--- START TASK MATERIAL ---
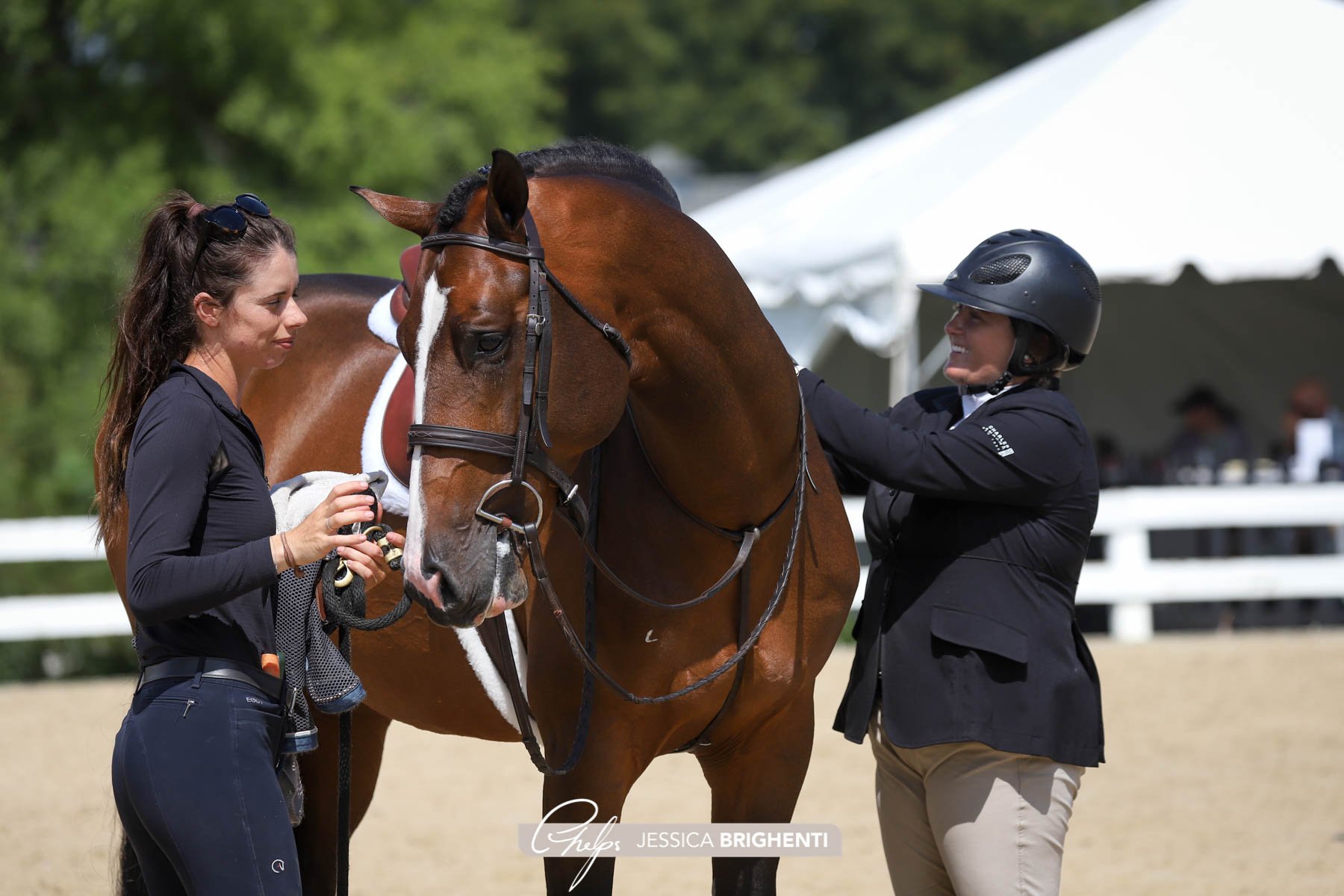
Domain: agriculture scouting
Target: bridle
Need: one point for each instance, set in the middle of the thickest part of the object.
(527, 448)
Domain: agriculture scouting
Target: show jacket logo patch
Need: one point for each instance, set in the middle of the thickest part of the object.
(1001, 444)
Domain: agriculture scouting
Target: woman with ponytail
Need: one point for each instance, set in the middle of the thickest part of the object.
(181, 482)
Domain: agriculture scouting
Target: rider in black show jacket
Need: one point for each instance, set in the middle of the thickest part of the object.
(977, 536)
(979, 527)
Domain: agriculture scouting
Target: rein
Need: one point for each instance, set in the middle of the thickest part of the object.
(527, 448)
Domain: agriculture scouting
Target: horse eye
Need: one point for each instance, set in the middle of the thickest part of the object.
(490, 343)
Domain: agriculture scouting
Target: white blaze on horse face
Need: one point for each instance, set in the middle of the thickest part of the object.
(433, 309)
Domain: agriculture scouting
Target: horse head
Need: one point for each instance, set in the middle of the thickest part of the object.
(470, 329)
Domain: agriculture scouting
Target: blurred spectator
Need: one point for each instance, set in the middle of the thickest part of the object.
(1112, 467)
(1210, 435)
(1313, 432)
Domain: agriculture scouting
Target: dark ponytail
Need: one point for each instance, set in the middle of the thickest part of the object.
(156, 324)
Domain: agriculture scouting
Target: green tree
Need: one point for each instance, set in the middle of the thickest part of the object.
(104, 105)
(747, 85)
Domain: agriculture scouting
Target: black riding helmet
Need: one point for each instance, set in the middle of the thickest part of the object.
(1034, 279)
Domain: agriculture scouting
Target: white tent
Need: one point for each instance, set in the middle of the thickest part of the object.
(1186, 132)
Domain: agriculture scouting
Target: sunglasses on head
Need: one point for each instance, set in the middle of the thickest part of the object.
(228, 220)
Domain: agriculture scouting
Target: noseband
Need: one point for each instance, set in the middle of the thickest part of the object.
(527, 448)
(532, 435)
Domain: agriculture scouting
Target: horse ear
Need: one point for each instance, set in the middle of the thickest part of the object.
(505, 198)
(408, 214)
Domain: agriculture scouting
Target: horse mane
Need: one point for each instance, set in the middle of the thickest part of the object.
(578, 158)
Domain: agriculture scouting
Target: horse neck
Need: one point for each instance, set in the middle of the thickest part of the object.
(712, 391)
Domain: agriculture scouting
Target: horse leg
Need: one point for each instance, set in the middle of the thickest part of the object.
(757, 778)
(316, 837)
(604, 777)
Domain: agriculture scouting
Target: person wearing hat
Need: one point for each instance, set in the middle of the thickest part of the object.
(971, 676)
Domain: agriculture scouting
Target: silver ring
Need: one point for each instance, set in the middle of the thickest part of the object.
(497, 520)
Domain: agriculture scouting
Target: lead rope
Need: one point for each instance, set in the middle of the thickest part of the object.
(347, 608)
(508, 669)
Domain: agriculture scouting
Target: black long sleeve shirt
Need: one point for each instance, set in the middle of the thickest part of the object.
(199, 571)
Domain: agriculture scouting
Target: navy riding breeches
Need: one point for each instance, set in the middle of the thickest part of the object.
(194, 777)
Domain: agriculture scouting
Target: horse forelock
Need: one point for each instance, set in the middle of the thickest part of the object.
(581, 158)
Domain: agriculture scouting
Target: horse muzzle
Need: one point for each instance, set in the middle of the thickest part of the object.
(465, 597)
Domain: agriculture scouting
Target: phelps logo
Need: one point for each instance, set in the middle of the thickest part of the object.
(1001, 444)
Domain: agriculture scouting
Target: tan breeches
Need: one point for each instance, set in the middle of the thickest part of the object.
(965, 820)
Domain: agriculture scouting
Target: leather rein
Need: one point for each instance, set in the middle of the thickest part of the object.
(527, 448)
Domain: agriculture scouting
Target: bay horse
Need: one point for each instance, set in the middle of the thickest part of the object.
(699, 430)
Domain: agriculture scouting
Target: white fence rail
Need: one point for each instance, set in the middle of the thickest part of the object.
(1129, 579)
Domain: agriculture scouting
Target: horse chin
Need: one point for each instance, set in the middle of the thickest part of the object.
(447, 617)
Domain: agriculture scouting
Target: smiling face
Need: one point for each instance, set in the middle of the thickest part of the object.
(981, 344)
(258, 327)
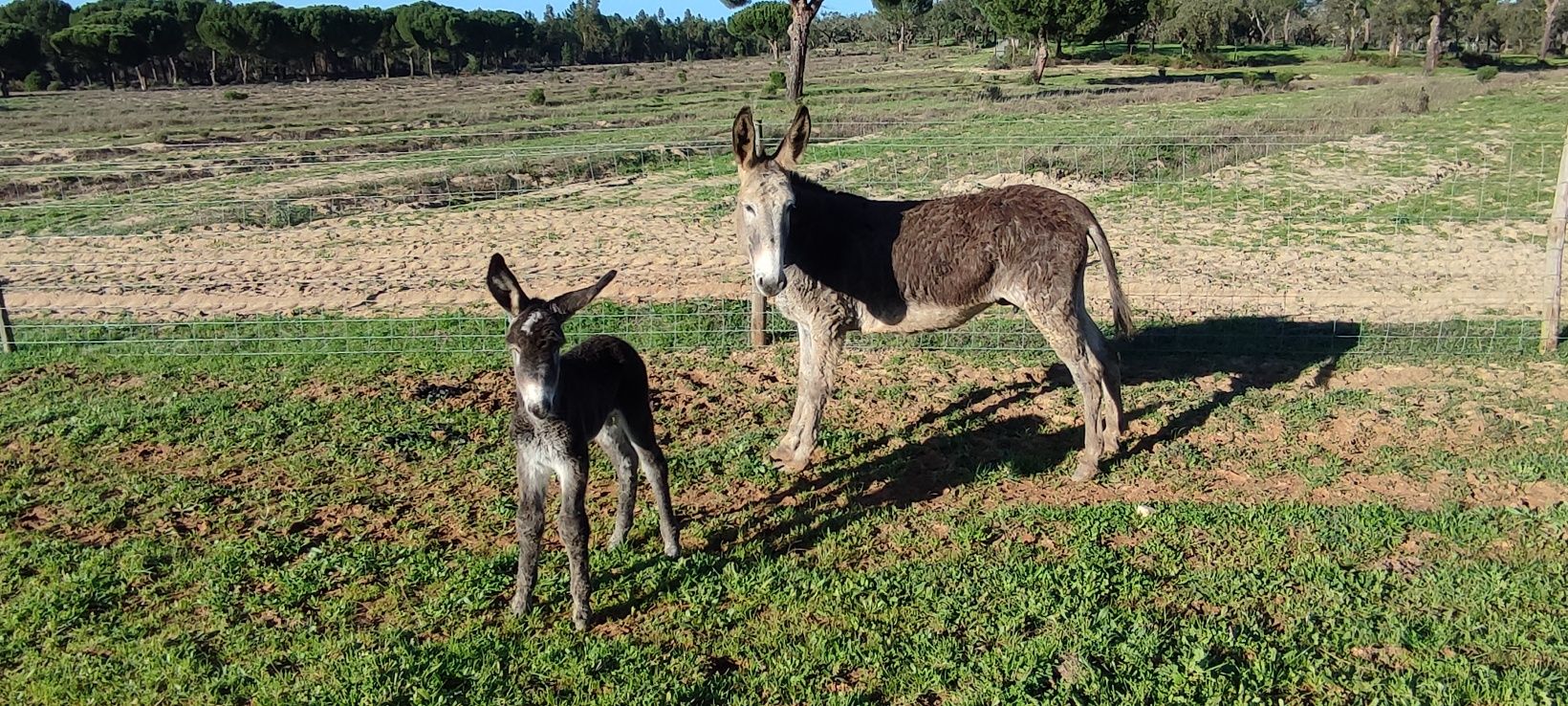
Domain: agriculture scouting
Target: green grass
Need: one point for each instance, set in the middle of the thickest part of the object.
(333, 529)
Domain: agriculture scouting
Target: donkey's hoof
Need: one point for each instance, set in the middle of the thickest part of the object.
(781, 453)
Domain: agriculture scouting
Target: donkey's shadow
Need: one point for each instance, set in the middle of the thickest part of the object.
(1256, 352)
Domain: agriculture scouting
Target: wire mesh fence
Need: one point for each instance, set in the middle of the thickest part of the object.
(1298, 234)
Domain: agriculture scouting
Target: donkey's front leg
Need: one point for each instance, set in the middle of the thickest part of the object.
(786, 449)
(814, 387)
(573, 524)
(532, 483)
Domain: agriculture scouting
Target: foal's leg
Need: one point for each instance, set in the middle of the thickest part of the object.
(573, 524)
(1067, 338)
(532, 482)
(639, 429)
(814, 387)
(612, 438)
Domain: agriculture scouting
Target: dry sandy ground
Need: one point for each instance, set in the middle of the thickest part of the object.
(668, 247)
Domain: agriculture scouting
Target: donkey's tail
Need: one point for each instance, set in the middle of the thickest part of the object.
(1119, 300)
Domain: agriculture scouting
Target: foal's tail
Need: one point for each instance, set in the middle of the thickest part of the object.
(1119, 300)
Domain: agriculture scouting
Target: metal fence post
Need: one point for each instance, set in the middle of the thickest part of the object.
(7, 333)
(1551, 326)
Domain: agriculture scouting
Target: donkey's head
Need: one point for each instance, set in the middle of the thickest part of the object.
--- END TASK MATERIAL ---
SHORT TASK: Transcribe every entry word for word, but omit the pictures.

WRITTEN RESPONSE:
Domain: agriculture scouting
Target: bridle
Need: one point for each instance, set in the middle of the thickest part of the object.
(527, 448)
Domain: agriculture scouting
Target: show jacket logo patch
Need: one point for each instance, set in the middle of the thickest part of the object.
(1001, 444)
Domain: agriculture scouting
Target: woman with ponytail
Need: one point for each instance, set in the middle of the thickest part of the object.
(181, 482)
Domain: agriculture scouting
Target: rider in black show jacket
Need: one point for each instance, set in the middle of the thickest part of the object.
(977, 536)
(979, 527)
Domain: agriculture scouting
Target: rein
Need: one point for each instance, set in the middle of the thickest part of the object.
(527, 448)
Domain: agriculture scouting
Target: horse eye
Need: one point for each instance, set in the middle of the thickest part of the object.
(490, 343)
Domain: agriculture scouting
Target: white blaze on horse face
Need: one point for each instance, set in the middle of the thickest part of the object.
(433, 309)
Domain: agriculture scouting
Target: horse head
Need: one point for each instance, set in the middle of the thickest part of the object.
(470, 329)
Domain: agriculture scouting
Target: blurred spectator
Need: one point for each instance, set in the middle of the thickest part of the object.
(1112, 467)
(1210, 435)
(1313, 432)
Domain: agriculture scouting
Target: dark ponytail
Need: one point for each instance, set in the middle of the thickest part of the object.
(156, 324)
Domain: agriculture scouting
Target: green tree
Need: one point for each instance, set in the middle of the thickest part of the object.
(104, 105)
(747, 85)
Domain: agriculture scouting
Target: black riding helmet
Need: one point for each instance, set in the middle of the thickest part of the object.
(1034, 279)
Domain: agriculture scouting
Target: white tent
Need: one point for each instance, set in the middle of the thickest part of the object.
(1186, 132)
Domain: agriculture scouting
Target: sunglasses on head
Need: one point for each instance, set in the middle of the thickest part of the object.
(228, 220)
Domain: agriculture scouting
Target: noseband
Need: one point for each instance, set in the middle of the thickest part of the object.
(527, 448)
(532, 435)
Domain: agriculture scouting
Target: horse ear
Need: one point for each instance, set in the middle of the thickest part of the object.
(505, 198)
(408, 214)
Domain: agriculture scouting
Target: horse mane
Need: one point for each instance, set in the middle of the thickest part of the object.
(578, 158)
Domain: agriculture scouting
Target: horse neck
Need: one point for each instance, set in the middle of the thickest part of the object.
(712, 391)
Domain: agriculture scouting
Target: horse leg
Need: one point for each instance, set in the middle of the thickest part of the object.
(757, 778)
(316, 837)
(604, 777)
Domain: agriculture scouting
Target: person wearing hat
Need: one point for each instance, set in the middle of the thickest part of the object.
(971, 676)
Domain: agriculture scouting
Target: silver ring
Need: one point for each instance, set in the middle of the thickest part of the object.
(497, 520)
Domain: agriculture scouting
Target: lead rope
Need: one point for each instance, set in the middle of the thickest part of the object.
(347, 608)
(508, 669)
Domain: agriculture scouting
Target: black long sleeve shirt
Need: one point for each instance, set in the middle of the thickest part of the object.
(199, 571)
Domain: agriculture scouting
Target: navy riding breeches
Need: one point for each instance, set in the middle of the thickest part of the object.
(194, 777)
Domain: agriculture scouting
Target: horse forelock
Need: one point for each instance, set in the middle of the thickest part of the object.
(581, 158)
Domain: agriculture scouting
Target: horse muzzle
Need: one point for each instance, set in the middle of the thickest part of the object.
(465, 597)
Domain: agriculture scouting
Target: phelps logo
Need: one point for each instance, set in the middle of the thickest part of the object.
(1001, 444)
Domain: agriculture scouting
Target: tan breeches
Need: one point for each instance, set in the middle of the thickest part of the object.
(965, 820)
Domain: agriculture scouting
Target: leather rein
Need: one point for each instance, set in the middle of the thickest part of the object.
(527, 448)
Domain: agriculture scouting
Target: bay horse
Need: one point for each instance, set in the middle of the thickest part of the object.
(699, 430)
Domain: agriculture scouting
Target: white fence rail
Need: one point for each instance, set in the middle of the thickest part of the object.
(1129, 579)
Domain: agriculture scouting
Target: horse chin
Need: one point for each instance, set in the middle of the thickest part of the object.
(447, 617)
Domain: agriculture scouting
Target: smiling face
Need: one point for each instance, set in the middle of the thickest part of the object.
(981, 344)
(258, 327)
Domain: agriculture scouting
Target: green grass
Need: one point for each instance, set in the middle of the thickest part of the object.
(333, 529)
Domain: agriculture scouting
Target: donkey's hoof
Need: one point for each instance, set in the middle of the thickest part of the object.
(781, 453)
Domain: agriculture scouting
Target: donkey's shadow
Need: one point for each instance, set in the middle of the thickest part of the object.
(1256, 352)
Domain: agriculture scouting
Target: wire mesh fence
Need: one point for each instance, set in the middle of the thickest part of the object.
(1298, 234)
Domain: agriculture scouting
Target: donkey's front leg
Need: one point for each instance, set in the middle of the thickest part of the object.
(786, 449)
(814, 387)
(573, 524)
(532, 483)
Domain: agriculture scouting
Target: foal's leg
Need: one point for each instance, set in the middle of the thickest part of the object.
(573, 524)
(1067, 338)
(532, 482)
(639, 429)
(814, 387)
(612, 438)
Domain: agriculture scouting
Target: dry sandy ground
Need: one point for each instance, set in the middle of the thickest part of the object.
(668, 247)
Domain: agriculture scouting
Target: donkey's tail
Need: one point for each instance, set in the middle of the thickest part of the object.
(1119, 300)
Domain: agriculture scouting
Target: foal's tail
Need: one point for each instance, set in the middle of the thickest part of the object.
(1119, 300)
Domain: agriculture scouting
Target: metal fence post
Need: one point for each instance, set in the middle of the thickest part of the object.
(7, 333)
(1551, 326)
Domain: agriculture scouting
Target: donkey's head
Need: one point for each instance, set in the middle of the thickest part of the object.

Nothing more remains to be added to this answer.